*YOUR GOAL*: Convert the rows into a two-column CSV with the columns "prompt" and "answer", one CSV line per row. Put each value in a single quoted field and replace its line breaks with spaces. Start at the line that contains "Worksheet Problem 2: The image above contains the dfb" and stop after the line that contains "4, 527, 44, 551", leaving out all other rows.

--- START OF DATA TO USE ---

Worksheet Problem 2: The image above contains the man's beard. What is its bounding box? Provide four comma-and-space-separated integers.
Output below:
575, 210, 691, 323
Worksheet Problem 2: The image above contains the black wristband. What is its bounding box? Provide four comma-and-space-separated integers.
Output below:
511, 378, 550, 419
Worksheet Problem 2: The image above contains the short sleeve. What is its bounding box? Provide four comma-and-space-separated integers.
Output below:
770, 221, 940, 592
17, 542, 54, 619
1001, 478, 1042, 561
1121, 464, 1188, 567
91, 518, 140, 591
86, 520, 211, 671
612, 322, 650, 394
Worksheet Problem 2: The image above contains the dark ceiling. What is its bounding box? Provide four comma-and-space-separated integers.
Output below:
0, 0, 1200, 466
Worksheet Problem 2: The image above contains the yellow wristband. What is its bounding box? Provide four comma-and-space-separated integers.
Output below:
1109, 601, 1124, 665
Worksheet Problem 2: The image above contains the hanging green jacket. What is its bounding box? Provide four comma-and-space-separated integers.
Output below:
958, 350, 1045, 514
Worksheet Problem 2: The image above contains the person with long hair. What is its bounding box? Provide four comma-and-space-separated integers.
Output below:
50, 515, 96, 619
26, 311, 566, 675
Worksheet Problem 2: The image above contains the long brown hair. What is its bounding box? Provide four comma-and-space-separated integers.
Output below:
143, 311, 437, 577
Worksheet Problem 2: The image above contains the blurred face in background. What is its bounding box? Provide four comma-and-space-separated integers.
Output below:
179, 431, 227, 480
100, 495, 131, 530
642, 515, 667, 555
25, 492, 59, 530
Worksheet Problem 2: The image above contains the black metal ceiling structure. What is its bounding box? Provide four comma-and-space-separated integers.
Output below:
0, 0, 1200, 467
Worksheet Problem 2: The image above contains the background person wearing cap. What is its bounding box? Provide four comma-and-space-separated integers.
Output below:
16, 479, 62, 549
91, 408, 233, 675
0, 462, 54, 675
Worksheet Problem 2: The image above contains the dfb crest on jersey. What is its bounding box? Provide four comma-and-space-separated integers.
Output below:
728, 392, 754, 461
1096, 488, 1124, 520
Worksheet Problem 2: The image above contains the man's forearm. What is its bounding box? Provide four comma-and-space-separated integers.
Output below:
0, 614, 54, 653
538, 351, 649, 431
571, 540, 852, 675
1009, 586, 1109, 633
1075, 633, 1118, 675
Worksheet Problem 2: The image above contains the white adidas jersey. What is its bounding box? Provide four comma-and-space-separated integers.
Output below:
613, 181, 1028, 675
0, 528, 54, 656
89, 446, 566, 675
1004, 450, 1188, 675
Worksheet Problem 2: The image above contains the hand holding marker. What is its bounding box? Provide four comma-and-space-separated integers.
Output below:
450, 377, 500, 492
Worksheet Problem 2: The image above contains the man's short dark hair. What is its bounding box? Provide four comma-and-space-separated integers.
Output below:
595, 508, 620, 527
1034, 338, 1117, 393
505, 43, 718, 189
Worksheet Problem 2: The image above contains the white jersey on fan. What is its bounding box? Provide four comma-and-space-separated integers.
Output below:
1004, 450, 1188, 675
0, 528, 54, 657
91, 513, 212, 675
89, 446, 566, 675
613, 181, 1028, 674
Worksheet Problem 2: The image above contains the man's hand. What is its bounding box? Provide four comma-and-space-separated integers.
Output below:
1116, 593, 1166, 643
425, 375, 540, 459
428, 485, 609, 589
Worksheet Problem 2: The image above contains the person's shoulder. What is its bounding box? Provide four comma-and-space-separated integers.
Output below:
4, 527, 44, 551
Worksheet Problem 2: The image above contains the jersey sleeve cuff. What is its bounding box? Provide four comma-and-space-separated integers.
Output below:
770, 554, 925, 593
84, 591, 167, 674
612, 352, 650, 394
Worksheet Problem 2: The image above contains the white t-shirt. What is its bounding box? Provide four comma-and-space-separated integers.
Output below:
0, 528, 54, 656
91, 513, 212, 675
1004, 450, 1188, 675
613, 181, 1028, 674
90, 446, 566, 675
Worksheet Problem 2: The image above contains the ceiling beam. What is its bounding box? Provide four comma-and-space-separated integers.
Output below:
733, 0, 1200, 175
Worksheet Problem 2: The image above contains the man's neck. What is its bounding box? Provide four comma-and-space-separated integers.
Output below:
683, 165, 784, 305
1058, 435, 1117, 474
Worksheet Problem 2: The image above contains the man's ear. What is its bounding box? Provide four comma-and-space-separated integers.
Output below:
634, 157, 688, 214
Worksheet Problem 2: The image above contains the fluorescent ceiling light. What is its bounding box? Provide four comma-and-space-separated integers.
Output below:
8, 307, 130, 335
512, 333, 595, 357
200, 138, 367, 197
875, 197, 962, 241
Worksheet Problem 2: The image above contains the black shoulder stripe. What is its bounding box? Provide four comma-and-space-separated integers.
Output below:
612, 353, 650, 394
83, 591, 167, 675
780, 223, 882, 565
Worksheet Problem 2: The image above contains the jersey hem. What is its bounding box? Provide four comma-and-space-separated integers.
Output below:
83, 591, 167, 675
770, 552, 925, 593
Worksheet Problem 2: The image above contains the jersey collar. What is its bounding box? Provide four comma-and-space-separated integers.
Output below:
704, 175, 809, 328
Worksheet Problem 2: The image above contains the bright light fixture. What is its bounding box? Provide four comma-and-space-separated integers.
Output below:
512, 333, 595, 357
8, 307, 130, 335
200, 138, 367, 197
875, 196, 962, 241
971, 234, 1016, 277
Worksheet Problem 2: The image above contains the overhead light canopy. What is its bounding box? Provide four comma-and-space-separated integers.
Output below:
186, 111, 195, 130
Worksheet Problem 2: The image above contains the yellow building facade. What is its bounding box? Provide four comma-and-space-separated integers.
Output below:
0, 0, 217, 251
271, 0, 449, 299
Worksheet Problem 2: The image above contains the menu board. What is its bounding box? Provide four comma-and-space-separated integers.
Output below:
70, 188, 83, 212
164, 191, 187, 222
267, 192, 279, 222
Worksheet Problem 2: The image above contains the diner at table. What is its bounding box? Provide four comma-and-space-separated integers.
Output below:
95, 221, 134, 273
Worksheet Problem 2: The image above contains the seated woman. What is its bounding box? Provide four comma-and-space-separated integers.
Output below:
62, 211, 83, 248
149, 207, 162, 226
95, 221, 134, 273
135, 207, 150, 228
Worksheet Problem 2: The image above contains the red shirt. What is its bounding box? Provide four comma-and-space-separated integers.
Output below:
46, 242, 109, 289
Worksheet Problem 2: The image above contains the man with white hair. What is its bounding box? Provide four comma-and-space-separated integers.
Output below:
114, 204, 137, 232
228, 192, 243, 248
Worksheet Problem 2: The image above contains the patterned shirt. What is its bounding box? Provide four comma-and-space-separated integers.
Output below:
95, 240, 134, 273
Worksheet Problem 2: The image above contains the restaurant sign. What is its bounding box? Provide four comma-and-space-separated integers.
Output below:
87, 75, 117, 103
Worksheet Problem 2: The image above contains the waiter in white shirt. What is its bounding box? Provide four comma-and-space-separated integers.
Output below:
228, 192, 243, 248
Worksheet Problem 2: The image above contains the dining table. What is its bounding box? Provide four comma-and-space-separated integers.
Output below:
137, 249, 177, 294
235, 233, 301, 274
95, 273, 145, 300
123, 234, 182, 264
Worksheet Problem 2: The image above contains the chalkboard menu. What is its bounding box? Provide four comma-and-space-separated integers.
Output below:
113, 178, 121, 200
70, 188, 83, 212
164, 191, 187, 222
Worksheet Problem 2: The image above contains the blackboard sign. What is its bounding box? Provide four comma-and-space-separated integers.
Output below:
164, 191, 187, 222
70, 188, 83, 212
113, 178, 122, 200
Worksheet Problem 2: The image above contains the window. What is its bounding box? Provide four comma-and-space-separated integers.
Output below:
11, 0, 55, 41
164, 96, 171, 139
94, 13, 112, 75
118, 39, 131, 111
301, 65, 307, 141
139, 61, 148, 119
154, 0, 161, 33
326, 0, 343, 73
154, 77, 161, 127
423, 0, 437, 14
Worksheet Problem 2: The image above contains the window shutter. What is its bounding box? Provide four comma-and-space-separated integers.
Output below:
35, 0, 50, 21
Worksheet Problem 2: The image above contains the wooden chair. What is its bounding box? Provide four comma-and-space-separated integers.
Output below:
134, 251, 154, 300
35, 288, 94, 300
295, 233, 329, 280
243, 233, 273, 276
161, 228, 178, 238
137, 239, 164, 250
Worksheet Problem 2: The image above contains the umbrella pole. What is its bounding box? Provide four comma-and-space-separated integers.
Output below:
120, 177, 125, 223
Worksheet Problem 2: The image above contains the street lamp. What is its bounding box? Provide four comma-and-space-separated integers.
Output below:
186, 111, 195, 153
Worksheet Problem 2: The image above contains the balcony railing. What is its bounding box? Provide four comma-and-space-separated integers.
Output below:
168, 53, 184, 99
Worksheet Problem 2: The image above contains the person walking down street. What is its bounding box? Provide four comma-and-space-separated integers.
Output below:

--- END OF DATA TO USE ---

*EXERCISE RESPONSE*:
prompt,answer
"Worksheet Problem 2: The image above contains the dfb crest on jersey. What is its bounding box? Provide four comma-and-space-separated integers. Output below:","728, 392, 754, 461 1096, 488, 1124, 520"
"Worksheet Problem 2: The image above contains the man's forearm. What is its bounding box? Provide four comma-and-space-separated integers. Output below:","0, 614, 54, 653 538, 351, 649, 431 571, 540, 852, 675 1009, 586, 1109, 633 1075, 633, 1118, 675"
"Worksheet Problem 2: The image above contains the white adidas jersey. What is its bounding box? Provide four comma-and-space-separated integers. Output below:","613, 181, 1028, 675 0, 528, 54, 656 89, 446, 566, 675 1004, 450, 1188, 675"
"Worksheet Problem 2: The image above contains the hand holding marker. What is its bounding box? Provide four comma-and-space-separated integers. Output below:","450, 377, 500, 492"
"Worksheet Problem 2: The image above contains the man's short dark hair. What is its bounding box? Provide four comma-and-space-separated integers. Output below:","595, 508, 620, 527 1034, 338, 1117, 393 505, 43, 718, 189"
"Worksheet Problem 2: The image above contains the white jersey on fan. What is its bounding box? Provide four comma-and-space-separated integers. Output below:","1004, 450, 1188, 675 0, 528, 54, 657 91, 513, 212, 675 89, 446, 566, 675 613, 181, 1028, 674"
"Worksheet Problem 2: The image above contains the man's hand. What is its bounding box? Provide four comma-and-space-separated integers. Output below:","1116, 593, 1166, 643 425, 375, 540, 459 428, 485, 609, 589"
"Worksheet Problem 2: The image above contains the person's shoulder. What is its bounding box? Provide four comma-and-space-separated integers. Output below:","4, 527, 44, 551"